Saved entries ->
============================================================
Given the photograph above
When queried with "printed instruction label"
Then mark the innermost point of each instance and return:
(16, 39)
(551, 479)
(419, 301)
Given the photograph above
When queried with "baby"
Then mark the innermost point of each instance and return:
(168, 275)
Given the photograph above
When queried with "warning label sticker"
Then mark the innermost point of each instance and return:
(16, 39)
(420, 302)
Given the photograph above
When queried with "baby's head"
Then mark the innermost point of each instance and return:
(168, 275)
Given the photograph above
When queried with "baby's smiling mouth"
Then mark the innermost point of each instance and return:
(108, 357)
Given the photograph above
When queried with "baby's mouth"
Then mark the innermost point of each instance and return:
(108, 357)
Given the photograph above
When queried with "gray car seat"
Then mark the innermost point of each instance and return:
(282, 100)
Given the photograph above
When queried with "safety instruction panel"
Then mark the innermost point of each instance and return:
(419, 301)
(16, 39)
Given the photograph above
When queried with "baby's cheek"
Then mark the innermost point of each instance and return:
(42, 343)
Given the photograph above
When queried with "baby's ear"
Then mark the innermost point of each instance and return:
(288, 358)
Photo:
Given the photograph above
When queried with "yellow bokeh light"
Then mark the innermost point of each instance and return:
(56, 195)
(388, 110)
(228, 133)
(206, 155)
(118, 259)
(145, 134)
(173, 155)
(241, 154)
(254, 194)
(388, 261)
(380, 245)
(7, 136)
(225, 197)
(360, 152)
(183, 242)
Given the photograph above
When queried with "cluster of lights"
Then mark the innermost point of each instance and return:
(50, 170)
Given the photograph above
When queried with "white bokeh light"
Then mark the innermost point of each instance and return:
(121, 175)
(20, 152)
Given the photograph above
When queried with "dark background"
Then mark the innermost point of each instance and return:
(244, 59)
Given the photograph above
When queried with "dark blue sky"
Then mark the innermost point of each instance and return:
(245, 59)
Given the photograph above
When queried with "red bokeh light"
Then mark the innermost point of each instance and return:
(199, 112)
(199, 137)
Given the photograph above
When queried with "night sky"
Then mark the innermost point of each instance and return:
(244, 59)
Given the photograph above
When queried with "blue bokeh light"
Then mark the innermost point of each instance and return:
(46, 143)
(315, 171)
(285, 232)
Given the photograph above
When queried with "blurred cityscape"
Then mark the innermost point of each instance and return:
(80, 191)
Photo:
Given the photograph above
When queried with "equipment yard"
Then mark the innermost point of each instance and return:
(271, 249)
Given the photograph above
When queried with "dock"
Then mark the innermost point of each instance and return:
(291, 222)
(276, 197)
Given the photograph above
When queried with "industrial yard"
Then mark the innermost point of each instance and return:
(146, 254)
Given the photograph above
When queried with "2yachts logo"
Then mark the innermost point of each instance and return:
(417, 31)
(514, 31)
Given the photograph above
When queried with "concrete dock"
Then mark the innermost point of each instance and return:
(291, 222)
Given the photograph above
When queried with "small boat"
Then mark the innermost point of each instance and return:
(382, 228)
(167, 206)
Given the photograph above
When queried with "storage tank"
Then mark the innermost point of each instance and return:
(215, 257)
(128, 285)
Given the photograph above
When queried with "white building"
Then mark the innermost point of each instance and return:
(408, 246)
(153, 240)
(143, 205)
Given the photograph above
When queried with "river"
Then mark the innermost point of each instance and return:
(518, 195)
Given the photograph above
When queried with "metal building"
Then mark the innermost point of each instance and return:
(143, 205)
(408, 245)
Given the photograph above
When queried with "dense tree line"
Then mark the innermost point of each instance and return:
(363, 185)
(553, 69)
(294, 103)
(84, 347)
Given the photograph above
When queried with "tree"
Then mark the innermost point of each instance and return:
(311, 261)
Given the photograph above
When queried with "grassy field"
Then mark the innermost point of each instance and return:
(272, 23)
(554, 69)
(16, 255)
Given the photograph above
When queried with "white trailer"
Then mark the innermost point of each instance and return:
============================================================
Assigned task ->
In the entries, some lines may contain the word "bokeh". Give how many do, as a number by itself.

Response to the exercise ->
4